• EXERCISE REQUIREMENTS
**A)** According to the abstract on wearable-based emotion recognition, why does emotion recognition based on a single mode of physiological signal perform poorly? Answer in one to three sentences.
**B)** Answer these questions using the abstract on wearable-based emotion recognition, and mark each answer with the same numeral as its question:
(i) Which dataset did the research use?
(ii) What measures were used to evaluate performance?
(iii) What average accuracy did the ensemble bagged tree algorithm reach?
**C)** Summarize the abstract on wearable-based emotion recognition in two sentences.

• TEXT PROVIDED
=== Begin Enclosure ===
Multimodal Analysis of Physiological Signals for Wearable-Based Emotion Recognition Using Machine Learning

Recent advancements in wearable technology and machine learning have led to an increased research interest in the use of peripheral physiological signals to recognize emotion granularity. In healthcare, the ability to create an algorithm that classifies emotion content can aid in the development of treatment protocols for psychopathology and chronic disease. The non-invasive nature of peripheral physiological signals however is usually of low quality due to low sampling rates. As a result, single-mode physiological signal-based emotion recognition shows low performance. In this research, we explore the use of multi-modal wearable-based emotion recognition using the K-EmoCon dataset. Physiological signals in addition to self-reported arousal and valence records were analyzed with a battery of datamining algorithms including decision trees, support vector machines, k-nearest neighbors, and ensembles. Performance was evaluated using accuracy, true positive rate, and area under the receiver operating characteristic curve. Results support the assumption with 83% average accuracy when using an ensemble bagged tree algorithm compared to single heart rate-based emotion accuracy of 56.1%. Emotion granularity can be identified by wearables with multi-modal signal recording capabilities that improve diagnostics and possibly treatment efficacy.
=== End Enclosure ===
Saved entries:
=== Begin Enclosure ===
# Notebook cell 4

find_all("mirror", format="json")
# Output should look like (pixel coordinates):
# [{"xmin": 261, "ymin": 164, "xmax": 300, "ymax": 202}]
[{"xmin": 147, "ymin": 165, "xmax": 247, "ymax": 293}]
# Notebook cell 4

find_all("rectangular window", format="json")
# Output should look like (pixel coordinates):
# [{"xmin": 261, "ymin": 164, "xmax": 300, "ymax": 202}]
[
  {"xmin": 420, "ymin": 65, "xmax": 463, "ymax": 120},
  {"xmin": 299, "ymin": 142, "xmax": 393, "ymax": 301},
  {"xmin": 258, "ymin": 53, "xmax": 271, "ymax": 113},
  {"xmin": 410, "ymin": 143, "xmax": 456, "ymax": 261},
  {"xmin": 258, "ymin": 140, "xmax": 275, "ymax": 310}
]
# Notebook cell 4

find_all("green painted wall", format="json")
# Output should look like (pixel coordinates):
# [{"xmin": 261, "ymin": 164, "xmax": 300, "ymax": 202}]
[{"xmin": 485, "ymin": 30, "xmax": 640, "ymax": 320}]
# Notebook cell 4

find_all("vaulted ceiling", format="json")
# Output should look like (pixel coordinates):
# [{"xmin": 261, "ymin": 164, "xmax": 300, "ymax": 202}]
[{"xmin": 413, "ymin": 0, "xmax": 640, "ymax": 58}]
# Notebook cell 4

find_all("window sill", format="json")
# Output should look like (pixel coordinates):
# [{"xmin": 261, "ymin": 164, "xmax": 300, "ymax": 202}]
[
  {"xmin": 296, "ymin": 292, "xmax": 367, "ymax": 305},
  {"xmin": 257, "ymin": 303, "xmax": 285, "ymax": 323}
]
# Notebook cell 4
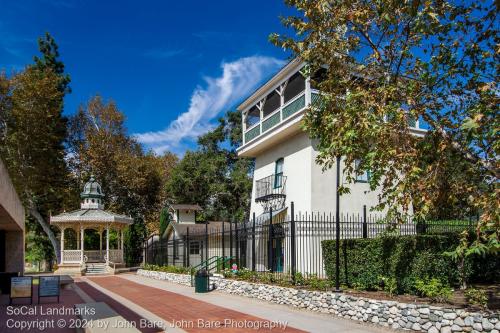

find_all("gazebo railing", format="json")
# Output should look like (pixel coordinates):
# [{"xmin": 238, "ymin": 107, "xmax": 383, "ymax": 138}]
[
  {"xmin": 83, "ymin": 250, "xmax": 106, "ymax": 262},
  {"xmin": 62, "ymin": 250, "xmax": 82, "ymax": 264}
]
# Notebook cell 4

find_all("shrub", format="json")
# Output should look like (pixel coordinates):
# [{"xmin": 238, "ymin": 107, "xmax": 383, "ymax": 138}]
[
  {"xmin": 380, "ymin": 276, "xmax": 398, "ymax": 296},
  {"xmin": 322, "ymin": 234, "xmax": 500, "ymax": 294},
  {"xmin": 415, "ymin": 278, "xmax": 453, "ymax": 302},
  {"xmin": 144, "ymin": 264, "xmax": 190, "ymax": 274},
  {"xmin": 464, "ymin": 288, "xmax": 488, "ymax": 309}
]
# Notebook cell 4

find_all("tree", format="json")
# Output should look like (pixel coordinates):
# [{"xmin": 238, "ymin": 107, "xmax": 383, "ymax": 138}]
[
  {"xmin": 167, "ymin": 111, "xmax": 253, "ymax": 221},
  {"xmin": 0, "ymin": 67, "xmax": 68, "ymax": 259},
  {"xmin": 271, "ymin": 0, "xmax": 500, "ymax": 251},
  {"xmin": 160, "ymin": 208, "xmax": 170, "ymax": 236},
  {"xmin": 33, "ymin": 32, "xmax": 71, "ymax": 93}
]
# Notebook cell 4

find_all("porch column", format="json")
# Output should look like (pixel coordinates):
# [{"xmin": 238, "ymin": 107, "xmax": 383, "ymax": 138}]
[
  {"xmin": 305, "ymin": 71, "xmax": 312, "ymax": 106},
  {"xmin": 120, "ymin": 228, "xmax": 123, "ymax": 262},
  {"xmin": 61, "ymin": 226, "xmax": 65, "ymax": 264},
  {"xmin": 106, "ymin": 224, "xmax": 109, "ymax": 264},
  {"xmin": 80, "ymin": 224, "xmax": 85, "ymax": 264}
]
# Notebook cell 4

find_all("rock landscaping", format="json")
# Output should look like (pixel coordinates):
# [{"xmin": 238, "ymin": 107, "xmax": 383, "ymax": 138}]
[{"xmin": 137, "ymin": 269, "xmax": 500, "ymax": 333}]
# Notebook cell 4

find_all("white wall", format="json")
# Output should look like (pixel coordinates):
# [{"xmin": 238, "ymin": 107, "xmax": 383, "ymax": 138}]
[
  {"xmin": 311, "ymin": 144, "xmax": 380, "ymax": 215},
  {"xmin": 250, "ymin": 133, "xmax": 312, "ymax": 216},
  {"xmin": 250, "ymin": 132, "xmax": 379, "ymax": 216}
]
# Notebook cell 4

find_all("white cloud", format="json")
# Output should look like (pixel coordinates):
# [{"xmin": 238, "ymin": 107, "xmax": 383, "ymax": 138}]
[
  {"xmin": 135, "ymin": 56, "xmax": 284, "ymax": 155},
  {"xmin": 144, "ymin": 49, "xmax": 184, "ymax": 59}
]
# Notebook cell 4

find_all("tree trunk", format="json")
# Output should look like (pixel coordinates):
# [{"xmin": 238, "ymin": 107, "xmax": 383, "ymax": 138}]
[{"xmin": 29, "ymin": 207, "xmax": 61, "ymax": 263}]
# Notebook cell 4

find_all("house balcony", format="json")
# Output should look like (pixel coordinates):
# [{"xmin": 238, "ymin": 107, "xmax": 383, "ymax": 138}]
[
  {"xmin": 237, "ymin": 89, "xmax": 427, "ymax": 157},
  {"xmin": 255, "ymin": 174, "xmax": 286, "ymax": 202},
  {"xmin": 243, "ymin": 90, "xmax": 319, "ymax": 144}
]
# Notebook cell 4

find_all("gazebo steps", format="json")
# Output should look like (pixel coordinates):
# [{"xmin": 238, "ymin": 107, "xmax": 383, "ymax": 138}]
[{"xmin": 85, "ymin": 263, "xmax": 109, "ymax": 275}]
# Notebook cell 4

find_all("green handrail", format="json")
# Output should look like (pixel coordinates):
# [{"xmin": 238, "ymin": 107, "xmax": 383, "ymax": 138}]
[{"xmin": 190, "ymin": 256, "xmax": 234, "ymax": 287}]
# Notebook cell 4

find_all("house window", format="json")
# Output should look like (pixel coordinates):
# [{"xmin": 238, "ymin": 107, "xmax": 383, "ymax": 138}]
[
  {"xmin": 262, "ymin": 91, "xmax": 281, "ymax": 118},
  {"xmin": 274, "ymin": 158, "xmax": 285, "ymax": 188},
  {"xmin": 245, "ymin": 106, "xmax": 260, "ymax": 127},
  {"xmin": 354, "ymin": 160, "xmax": 370, "ymax": 183},
  {"xmin": 189, "ymin": 242, "xmax": 200, "ymax": 254}
]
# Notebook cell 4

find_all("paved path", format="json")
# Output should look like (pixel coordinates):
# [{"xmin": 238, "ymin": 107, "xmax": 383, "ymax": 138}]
[
  {"xmin": 85, "ymin": 274, "xmax": 389, "ymax": 333},
  {"xmin": 0, "ymin": 285, "xmax": 82, "ymax": 333}
]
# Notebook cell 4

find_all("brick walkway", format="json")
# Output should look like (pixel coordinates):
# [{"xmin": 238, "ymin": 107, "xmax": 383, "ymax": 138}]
[
  {"xmin": 76, "ymin": 280, "xmax": 163, "ymax": 333},
  {"xmin": 89, "ymin": 276, "xmax": 303, "ymax": 333}
]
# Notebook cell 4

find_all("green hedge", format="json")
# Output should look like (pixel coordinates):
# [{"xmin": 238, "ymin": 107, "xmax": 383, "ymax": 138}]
[{"xmin": 322, "ymin": 234, "xmax": 500, "ymax": 293}]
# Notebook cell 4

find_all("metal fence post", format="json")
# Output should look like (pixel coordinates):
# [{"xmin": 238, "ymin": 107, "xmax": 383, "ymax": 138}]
[
  {"xmin": 252, "ymin": 212, "xmax": 256, "ymax": 272},
  {"xmin": 290, "ymin": 201, "xmax": 297, "ymax": 284},
  {"xmin": 165, "ymin": 238, "xmax": 168, "ymax": 266},
  {"xmin": 229, "ymin": 221, "xmax": 233, "ymax": 260},
  {"xmin": 234, "ymin": 219, "xmax": 240, "ymax": 269},
  {"xmin": 221, "ymin": 221, "xmax": 226, "ymax": 265},
  {"xmin": 363, "ymin": 205, "xmax": 368, "ymax": 238},
  {"xmin": 268, "ymin": 208, "xmax": 274, "ymax": 273},
  {"xmin": 186, "ymin": 227, "xmax": 191, "ymax": 267}
]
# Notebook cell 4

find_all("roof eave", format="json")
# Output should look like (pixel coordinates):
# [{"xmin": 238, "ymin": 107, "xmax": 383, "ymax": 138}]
[{"xmin": 236, "ymin": 57, "xmax": 304, "ymax": 112}]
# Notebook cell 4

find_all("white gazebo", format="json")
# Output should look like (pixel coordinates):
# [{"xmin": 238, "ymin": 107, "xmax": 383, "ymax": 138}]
[{"xmin": 50, "ymin": 176, "xmax": 133, "ymax": 274}]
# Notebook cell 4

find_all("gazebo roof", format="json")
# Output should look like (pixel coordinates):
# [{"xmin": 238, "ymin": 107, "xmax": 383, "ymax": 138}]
[{"xmin": 50, "ymin": 209, "xmax": 134, "ymax": 224}]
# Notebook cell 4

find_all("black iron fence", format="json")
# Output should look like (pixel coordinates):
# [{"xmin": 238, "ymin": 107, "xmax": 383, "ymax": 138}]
[{"xmin": 144, "ymin": 204, "xmax": 476, "ymax": 278}]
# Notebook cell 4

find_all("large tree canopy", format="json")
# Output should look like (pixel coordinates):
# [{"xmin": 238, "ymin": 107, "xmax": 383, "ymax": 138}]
[
  {"xmin": 67, "ymin": 96, "xmax": 177, "ymax": 249},
  {"xmin": 271, "ymin": 0, "xmax": 500, "ymax": 250}
]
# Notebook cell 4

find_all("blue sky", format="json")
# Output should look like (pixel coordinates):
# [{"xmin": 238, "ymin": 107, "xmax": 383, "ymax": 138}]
[{"xmin": 0, "ymin": 0, "xmax": 292, "ymax": 155}]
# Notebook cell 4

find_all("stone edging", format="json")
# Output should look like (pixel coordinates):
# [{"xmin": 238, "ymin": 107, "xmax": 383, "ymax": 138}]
[{"xmin": 137, "ymin": 269, "xmax": 500, "ymax": 333}]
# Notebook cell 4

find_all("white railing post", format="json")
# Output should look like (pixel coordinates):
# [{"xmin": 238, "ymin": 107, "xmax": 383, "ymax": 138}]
[
  {"xmin": 80, "ymin": 224, "xmax": 85, "ymax": 264},
  {"xmin": 106, "ymin": 224, "xmax": 109, "ymax": 265},
  {"xmin": 304, "ymin": 76, "xmax": 311, "ymax": 107},
  {"xmin": 61, "ymin": 226, "xmax": 64, "ymax": 264}
]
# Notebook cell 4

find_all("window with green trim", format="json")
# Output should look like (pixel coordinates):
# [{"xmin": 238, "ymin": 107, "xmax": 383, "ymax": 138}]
[
  {"xmin": 274, "ymin": 157, "xmax": 285, "ymax": 188},
  {"xmin": 354, "ymin": 160, "xmax": 370, "ymax": 183}
]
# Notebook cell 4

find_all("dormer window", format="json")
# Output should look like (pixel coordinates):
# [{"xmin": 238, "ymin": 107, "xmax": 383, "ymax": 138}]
[
  {"xmin": 245, "ymin": 106, "xmax": 260, "ymax": 127},
  {"xmin": 354, "ymin": 160, "xmax": 370, "ymax": 183},
  {"xmin": 262, "ymin": 91, "xmax": 281, "ymax": 118}
]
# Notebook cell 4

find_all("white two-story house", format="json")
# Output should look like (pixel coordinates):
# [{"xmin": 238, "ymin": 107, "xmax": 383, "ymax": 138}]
[{"xmin": 237, "ymin": 59, "xmax": 425, "ymax": 216}]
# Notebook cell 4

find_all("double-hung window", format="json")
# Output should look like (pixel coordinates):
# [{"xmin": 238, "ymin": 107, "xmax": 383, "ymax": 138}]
[{"xmin": 354, "ymin": 160, "xmax": 370, "ymax": 183}]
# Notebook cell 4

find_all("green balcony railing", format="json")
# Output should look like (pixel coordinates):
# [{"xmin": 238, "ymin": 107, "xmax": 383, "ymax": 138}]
[
  {"xmin": 262, "ymin": 112, "xmax": 280, "ymax": 132},
  {"xmin": 282, "ymin": 95, "xmax": 306, "ymax": 119},
  {"xmin": 245, "ymin": 126, "xmax": 260, "ymax": 142}
]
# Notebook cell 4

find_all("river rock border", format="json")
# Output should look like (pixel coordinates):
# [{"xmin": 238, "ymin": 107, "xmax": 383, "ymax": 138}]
[{"xmin": 137, "ymin": 269, "xmax": 500, "ymax": 333}]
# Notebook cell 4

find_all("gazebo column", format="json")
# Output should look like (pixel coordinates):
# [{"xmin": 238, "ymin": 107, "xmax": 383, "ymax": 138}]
[
  {"xmin": 61, "ymin": 226, "xmax": 65, "ymax": 264},
  {"xmin": 120, "ymin": 227, "xmax": 124, "ymax": 262},
  {"xmin": 80, "ymin": 224, "xmax": 85, "ymax": 264},
  {"xmin": 99, "ymin": 228, "xmax": 102, "ymax": 256},
  {"xmin": 106, "ymin": 224, "xmax": 109, "ymax": 265}
]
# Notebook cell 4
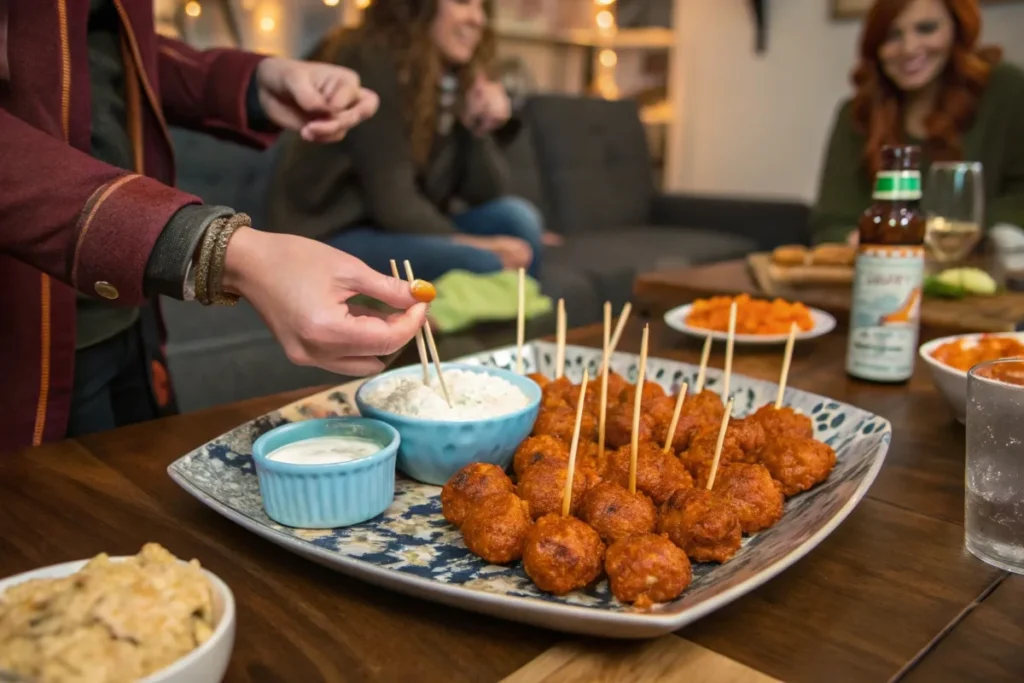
=== End Enclosure ===
• RESULTS
**A)** Peripheral physiological signals are non-invasive, but they are usually of low quality because of low sampling rates. For this reason, emotion recognition that relies on a single mode of physiological signal shows low performance.

**B)**
(i) The K-EmoCon dataset.
(ii) Accuracy, true positive rate, and area under the receiver operating characteristic curve.
(iii) 83%.

**C)** Because low-quality peripheral physiological signals make single-mode emotion recognition perform poorly, the research explored multi-modal wearable-based recognition on the K-EmoCon dataset, analyzing physiological signals and self-reported arousal and valence records with algorithms including decision trees, support vector machines, k-nearest neighbors, and ensembles. An ensemble bagged tree algorithm reached 83% average accuracy, compared with 56.1% for single heart rate-based recognition, which suggests that wearables with multi-modal recording can identify emotion granularity.